Listed records |
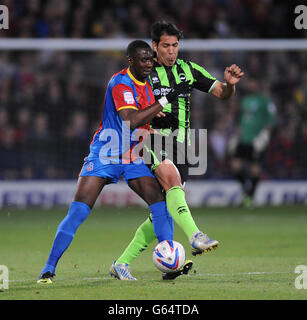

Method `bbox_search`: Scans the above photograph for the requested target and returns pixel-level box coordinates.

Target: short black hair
[126,40,152,58]
[151,20,183,43]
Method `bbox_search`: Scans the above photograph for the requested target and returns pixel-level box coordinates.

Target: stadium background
[0,0,307,302]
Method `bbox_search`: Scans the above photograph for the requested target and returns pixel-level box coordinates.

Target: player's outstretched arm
[211,64,244,99]
[119,101,163,130]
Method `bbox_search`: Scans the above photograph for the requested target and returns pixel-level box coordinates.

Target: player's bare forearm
[211,64,244,99]
[119,102,162,130]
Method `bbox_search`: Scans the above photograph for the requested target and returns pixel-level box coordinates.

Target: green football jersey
[240,94,276,144]
[150,59,217,142]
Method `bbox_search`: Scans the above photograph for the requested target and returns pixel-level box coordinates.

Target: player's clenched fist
[224,64,244,85]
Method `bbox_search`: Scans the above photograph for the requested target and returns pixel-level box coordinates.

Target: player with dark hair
[112,21,243,280]
[38,40,185,284]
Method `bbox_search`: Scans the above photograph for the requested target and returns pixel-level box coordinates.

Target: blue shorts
[79,157,155,184]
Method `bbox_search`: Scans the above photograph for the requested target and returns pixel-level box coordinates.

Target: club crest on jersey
[124,91,134,104]
[154,89,161,96]
[178,73,187,81]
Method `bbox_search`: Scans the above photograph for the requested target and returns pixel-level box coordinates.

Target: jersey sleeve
[112,83,138,111]
[189,61,217,93]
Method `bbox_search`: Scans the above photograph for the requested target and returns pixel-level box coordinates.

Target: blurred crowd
[0,51,307,179]
[0,0,307,179]
[0,0,306,38]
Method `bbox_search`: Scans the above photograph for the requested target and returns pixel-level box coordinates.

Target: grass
[0,207,307,300]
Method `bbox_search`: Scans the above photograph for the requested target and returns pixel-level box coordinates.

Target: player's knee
[155,159,182,190]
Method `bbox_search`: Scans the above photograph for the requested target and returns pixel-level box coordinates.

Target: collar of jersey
[127,68,146,86]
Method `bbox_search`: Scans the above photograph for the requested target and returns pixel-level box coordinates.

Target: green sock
[166,186,199,239]
[116,218,156,264]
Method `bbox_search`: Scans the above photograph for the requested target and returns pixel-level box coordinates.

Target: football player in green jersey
[112,21,244,280]
[229,78,276,208]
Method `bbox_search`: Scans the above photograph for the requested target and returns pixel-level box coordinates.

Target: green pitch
[0,207,307,300]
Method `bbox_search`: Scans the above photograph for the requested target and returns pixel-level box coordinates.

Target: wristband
[158,96,168,108]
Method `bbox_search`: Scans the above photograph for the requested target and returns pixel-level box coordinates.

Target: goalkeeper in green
[229,78,276,208]
[110,21,243,280]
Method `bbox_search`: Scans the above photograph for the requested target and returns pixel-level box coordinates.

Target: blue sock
[149,201,174,242]
[42,201,91,273]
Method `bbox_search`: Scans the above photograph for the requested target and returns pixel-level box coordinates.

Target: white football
[152,240,185,273]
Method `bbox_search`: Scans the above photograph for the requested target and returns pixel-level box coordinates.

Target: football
[152,240,185,273]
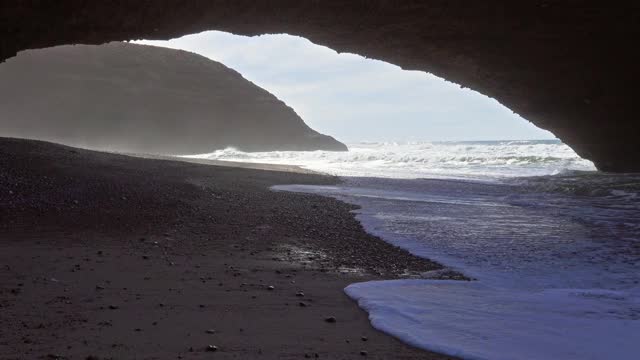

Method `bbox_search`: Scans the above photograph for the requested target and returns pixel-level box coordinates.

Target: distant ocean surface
[185,141,640,359]
[184,140,595,179]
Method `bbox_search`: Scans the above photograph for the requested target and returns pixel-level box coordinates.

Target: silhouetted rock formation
[0,43,346,154]
[0,0,640,171]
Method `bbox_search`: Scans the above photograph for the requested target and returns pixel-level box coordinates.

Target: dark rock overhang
[0,0,640,172]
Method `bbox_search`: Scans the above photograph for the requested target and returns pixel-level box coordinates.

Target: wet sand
[0,139,448,359]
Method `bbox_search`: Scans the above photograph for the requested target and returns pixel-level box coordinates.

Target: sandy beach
[0,138,456,359]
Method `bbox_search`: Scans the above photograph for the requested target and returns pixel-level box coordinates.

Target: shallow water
[188,142,640,359]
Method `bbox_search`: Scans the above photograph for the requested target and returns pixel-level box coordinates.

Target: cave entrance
[137,31,594,177]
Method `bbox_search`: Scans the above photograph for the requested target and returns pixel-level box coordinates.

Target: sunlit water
[182,141,640,359]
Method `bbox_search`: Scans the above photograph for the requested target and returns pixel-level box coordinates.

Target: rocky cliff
[0,0,640,171]
[0,43,346,154]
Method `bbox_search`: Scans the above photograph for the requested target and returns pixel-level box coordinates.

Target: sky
[136,31,555,142]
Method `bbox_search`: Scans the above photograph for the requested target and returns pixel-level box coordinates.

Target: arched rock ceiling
[0,0,640,171]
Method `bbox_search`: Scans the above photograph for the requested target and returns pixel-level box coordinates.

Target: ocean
[186,140,640,359]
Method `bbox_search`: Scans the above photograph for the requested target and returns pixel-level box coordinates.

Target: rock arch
[0,0,640,172]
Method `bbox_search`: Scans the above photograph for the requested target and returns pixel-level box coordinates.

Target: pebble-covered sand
[0,139,456,359]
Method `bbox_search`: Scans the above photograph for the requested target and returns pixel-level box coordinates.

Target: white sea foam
[184,140,594,179]
[188,142,640,359]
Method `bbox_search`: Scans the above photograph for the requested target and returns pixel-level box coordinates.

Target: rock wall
[0,43,346,154]
[0,0,640,172]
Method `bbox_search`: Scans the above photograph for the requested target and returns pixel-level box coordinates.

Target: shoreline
[0,138,451,359]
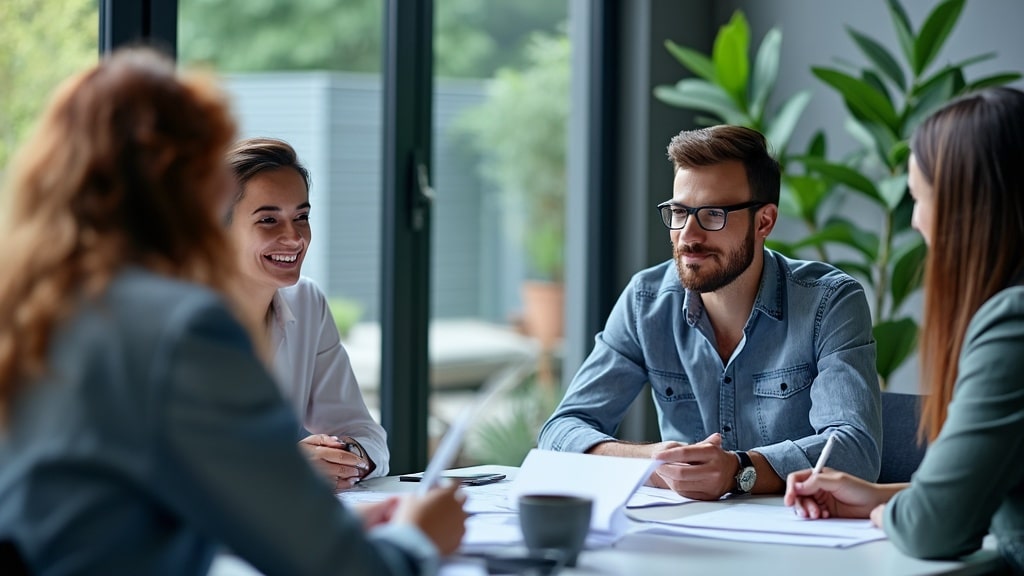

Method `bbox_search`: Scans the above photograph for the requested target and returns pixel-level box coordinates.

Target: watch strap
[736,450,754,470]
[732,450,757,494]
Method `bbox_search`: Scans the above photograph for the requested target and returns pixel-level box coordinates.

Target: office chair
[0,540,31,576]
[879,392,925,484]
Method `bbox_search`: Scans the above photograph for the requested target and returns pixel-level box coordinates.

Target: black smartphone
[398,472,505,486]
[461,552,562,576]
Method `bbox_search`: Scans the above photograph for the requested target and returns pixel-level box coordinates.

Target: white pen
[811,433,836,475]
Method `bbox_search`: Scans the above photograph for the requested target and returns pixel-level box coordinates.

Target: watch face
[736,466,758,492]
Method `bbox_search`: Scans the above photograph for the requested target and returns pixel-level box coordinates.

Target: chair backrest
[879,392,925,484]
[0,540,31,576]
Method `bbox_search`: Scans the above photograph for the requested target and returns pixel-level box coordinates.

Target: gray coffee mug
[519,494,594,566]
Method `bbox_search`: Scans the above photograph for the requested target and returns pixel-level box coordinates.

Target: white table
[205,465,999,576]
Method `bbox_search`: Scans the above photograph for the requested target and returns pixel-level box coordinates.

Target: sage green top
[885,286,1024,572]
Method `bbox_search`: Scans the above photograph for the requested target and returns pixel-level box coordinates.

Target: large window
[177,0,569,463]
[0,0,99,175]
[430,0,569,465]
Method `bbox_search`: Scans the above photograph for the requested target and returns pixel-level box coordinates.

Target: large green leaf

Goal | Pull out every line of the listing that contains the word "green" and copy each one in full. Match case exactly.

Full response |
Target: green football jersey
Target: green sock
Target: football player in green jersey
Target: green pitch
Target: goalkeeper in green
Target: sage green top
Target: large green leaf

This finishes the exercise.